• _Passage given_:
>> BEGIN
To further illustrate the proportion of modality types found in the Bahasa Indonesia Grade 10 textbook, Figure 1 presents a pie chart visualizing the distribution of the five identified modes. This diagram clearly demonstrates the dominance of visual representation, followed by verbal, typographic, layout, and color modes in smaller proportions. Such visualization enables readers to quickly grasp the overall tendencies of multimodal integration applied in the textbook's composition.

Figure 1 Distribution of Types of Modalities in the Bahasa Indonesia Grade 10 textbook. (a) Visual representation of the proportion of verbal, visual, typographic, layout, and color modalities; (b) Visual modality dominates among the identified multimodal representations.
1. Verbal Mode
The textbook employs verbal mode primarily through narrative and expository texts, such as the negotiation dialogue (p. 203) and plastic waste explanation (p. 74). Though only two entries are listed in the multimodal table, the book is inherently text-based. Verbal texts provide the linguistic backbone for multimodal synergy, facilitating both communicative and cognitive engagement within realistic contexts.
2. Visual Mode
Visuals are the most dominant mode, with eight entries including illustrations (orchid mantis, p. 28), photographs (Bosscha Observatory, p. 29), infographics (national parks, p. 31), comics (Colored Pencils, p. 66), and concept maps (p. 107). These visuals clarify verbal information and stimulate both cognitive and emotional responses, aligning with Paivio's dual coding theory and reflecting a broader shift toward image-based literacy in digital-native learning environments.
3. Typographic Mode
Typography appears in chapter titles (capital letters) and within infographics (font variation on p. 76). It structures content hierarchically and draws attention to key messages. According to Kress and van Leeuwen (2006), typography shapes reader perception and acts as a multimodal resource that enhances emphasis and readability.
4. Layout Mode
Layout structures content by spatially arranging verbal and visual elements. In the observational report (pp. 28–31), texts and images are parallel; in the comic (p. 66), panels follow a clear narrative path. Serafini (2012) notes that layout supports intuitive reading and reduces cognitive load, aiding student comprehension through spatial logic.
>> END
• _What to do_:
(a) Using the passage on modality types, decide whether each statement agrees with it. Answer yes or no, and quote the words that decide it: (i) Visuals are the mode with the most entries, eight in all. (ii) The multimodal table lists five verbal-mode items. (iii) Font variation appears within infographics on p. 76.
(b) Rewrite the passage on modality types from "Figure 1 Distribution" to "within realistic contexts.", replacing "negotiation dialogue" with "persuasive speech".

• _Information supplied_:
>> BEGIN
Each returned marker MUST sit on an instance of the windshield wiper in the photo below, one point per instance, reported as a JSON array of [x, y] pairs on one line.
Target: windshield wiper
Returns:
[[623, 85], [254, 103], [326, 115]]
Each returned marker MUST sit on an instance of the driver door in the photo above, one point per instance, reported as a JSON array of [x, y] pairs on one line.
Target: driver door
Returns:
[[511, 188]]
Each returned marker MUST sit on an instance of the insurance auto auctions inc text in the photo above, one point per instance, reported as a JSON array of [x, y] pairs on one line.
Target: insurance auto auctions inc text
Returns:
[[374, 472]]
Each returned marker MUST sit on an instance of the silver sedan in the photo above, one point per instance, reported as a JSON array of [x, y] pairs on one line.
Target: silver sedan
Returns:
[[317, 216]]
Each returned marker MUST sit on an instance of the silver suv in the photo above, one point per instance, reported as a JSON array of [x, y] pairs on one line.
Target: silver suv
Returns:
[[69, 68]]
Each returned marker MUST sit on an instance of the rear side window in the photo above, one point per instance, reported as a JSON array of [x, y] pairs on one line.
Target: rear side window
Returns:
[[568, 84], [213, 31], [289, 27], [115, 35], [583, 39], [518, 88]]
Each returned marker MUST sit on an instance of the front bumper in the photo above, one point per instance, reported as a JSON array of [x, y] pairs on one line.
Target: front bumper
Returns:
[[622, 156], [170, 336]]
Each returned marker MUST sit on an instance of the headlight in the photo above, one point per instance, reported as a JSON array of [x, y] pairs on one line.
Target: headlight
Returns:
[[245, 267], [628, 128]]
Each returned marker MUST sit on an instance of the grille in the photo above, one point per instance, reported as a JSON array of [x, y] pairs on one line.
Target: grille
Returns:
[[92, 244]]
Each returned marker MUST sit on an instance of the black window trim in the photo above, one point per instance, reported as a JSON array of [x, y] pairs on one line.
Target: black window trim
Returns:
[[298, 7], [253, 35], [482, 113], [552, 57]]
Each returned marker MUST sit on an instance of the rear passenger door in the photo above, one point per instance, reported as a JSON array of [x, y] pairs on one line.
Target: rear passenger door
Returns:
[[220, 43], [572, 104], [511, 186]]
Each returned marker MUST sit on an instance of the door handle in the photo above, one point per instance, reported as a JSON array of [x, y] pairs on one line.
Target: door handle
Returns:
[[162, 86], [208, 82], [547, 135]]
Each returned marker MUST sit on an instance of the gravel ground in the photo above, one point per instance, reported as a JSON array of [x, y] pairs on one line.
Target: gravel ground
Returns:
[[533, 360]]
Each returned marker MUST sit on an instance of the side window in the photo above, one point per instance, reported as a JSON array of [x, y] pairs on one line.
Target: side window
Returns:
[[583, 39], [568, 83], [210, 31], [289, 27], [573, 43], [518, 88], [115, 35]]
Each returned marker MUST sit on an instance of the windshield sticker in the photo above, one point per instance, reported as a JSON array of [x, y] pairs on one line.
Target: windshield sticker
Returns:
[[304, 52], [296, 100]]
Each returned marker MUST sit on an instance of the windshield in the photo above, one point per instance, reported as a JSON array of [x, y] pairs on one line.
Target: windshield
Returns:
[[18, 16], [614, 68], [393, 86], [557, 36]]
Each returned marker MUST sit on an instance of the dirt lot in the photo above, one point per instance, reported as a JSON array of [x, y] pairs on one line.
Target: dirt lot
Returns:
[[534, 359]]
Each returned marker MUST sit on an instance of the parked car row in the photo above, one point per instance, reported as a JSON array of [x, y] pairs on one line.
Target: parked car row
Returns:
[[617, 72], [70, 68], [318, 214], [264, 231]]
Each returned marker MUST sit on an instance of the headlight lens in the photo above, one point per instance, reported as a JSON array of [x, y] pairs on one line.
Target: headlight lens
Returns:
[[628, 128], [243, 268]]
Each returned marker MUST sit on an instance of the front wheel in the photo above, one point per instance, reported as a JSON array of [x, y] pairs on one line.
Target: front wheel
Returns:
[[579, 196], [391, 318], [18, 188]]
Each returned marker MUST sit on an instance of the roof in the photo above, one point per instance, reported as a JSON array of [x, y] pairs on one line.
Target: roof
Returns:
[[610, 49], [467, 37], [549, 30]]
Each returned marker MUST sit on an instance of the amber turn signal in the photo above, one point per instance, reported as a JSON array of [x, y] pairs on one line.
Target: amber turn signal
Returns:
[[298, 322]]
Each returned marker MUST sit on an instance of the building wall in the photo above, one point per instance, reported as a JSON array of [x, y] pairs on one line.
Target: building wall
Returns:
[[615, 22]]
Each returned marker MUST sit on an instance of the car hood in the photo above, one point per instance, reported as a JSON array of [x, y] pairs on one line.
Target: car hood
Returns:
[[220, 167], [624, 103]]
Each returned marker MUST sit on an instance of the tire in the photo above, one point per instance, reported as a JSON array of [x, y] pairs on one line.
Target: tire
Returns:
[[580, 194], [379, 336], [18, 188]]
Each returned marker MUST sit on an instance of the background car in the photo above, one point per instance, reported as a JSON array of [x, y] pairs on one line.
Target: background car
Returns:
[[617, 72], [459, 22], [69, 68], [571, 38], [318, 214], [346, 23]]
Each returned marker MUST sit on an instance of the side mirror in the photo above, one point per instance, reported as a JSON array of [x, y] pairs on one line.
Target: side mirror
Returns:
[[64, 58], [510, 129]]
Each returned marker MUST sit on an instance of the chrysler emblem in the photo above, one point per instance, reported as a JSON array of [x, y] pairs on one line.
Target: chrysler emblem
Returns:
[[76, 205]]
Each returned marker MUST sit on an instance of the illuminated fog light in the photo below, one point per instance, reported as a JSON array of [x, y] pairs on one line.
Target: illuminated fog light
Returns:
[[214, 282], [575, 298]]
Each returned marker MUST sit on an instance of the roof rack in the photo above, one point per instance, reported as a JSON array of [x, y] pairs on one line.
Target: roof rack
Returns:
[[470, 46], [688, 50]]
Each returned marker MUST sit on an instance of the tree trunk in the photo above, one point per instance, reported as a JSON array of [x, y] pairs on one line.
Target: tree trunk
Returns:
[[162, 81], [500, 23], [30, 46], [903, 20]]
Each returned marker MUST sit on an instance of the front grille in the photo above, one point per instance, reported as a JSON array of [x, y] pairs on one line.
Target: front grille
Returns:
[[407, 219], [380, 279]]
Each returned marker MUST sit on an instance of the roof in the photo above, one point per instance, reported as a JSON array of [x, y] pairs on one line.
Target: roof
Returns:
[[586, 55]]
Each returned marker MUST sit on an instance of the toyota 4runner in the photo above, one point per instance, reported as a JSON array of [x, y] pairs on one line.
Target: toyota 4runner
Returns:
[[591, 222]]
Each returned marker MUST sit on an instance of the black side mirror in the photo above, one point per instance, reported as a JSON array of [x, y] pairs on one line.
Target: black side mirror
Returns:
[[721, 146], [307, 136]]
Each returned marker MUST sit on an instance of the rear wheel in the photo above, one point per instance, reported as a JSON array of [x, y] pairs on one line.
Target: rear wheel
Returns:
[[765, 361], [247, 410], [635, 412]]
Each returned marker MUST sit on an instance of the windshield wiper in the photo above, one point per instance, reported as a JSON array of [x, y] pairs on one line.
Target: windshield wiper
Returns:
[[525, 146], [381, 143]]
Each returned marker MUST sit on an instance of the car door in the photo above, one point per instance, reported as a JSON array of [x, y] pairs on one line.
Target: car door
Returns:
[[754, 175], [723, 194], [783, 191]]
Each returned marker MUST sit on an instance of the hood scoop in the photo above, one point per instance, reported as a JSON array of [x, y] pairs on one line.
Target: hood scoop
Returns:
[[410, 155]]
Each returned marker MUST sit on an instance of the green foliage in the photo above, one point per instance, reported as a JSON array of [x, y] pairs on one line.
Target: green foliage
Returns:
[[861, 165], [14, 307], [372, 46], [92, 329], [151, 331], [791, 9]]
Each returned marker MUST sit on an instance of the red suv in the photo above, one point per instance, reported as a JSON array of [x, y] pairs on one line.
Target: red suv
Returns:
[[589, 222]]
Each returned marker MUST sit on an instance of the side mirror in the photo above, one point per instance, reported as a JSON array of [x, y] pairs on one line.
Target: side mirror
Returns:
>> END
• _Answer set_:
(a)
(i) Yes: "Visuals are the most dominant mode, with eight entries"
(ii) No: "Though only two entries are listed in the multimodal table"
(iii) Yes: "within infographics (font variation on p. 76)"

(b)
Figure 1 Distribution of Types of Modalities in the Bahasa Indonesia Grade 10 textbook. (a) Visual representation of the proportion of verbal, visual, typographic, layout, and color modalities; (b) Visual modality dominates among the identified multimodal representations.
1. Verbal Mode
The textbook employs verbal mode primarily through narrative and expository texts, such as the persuasive speech (p. 203) and plastic waste explanation (p. 74). Though only two entries are listed in the multimodal table, the book is inherently text-based. Verbal texts provide the linguistic backbone for multimodal synergy, facilitating both communicative and cognitive engagement within realistic contexts.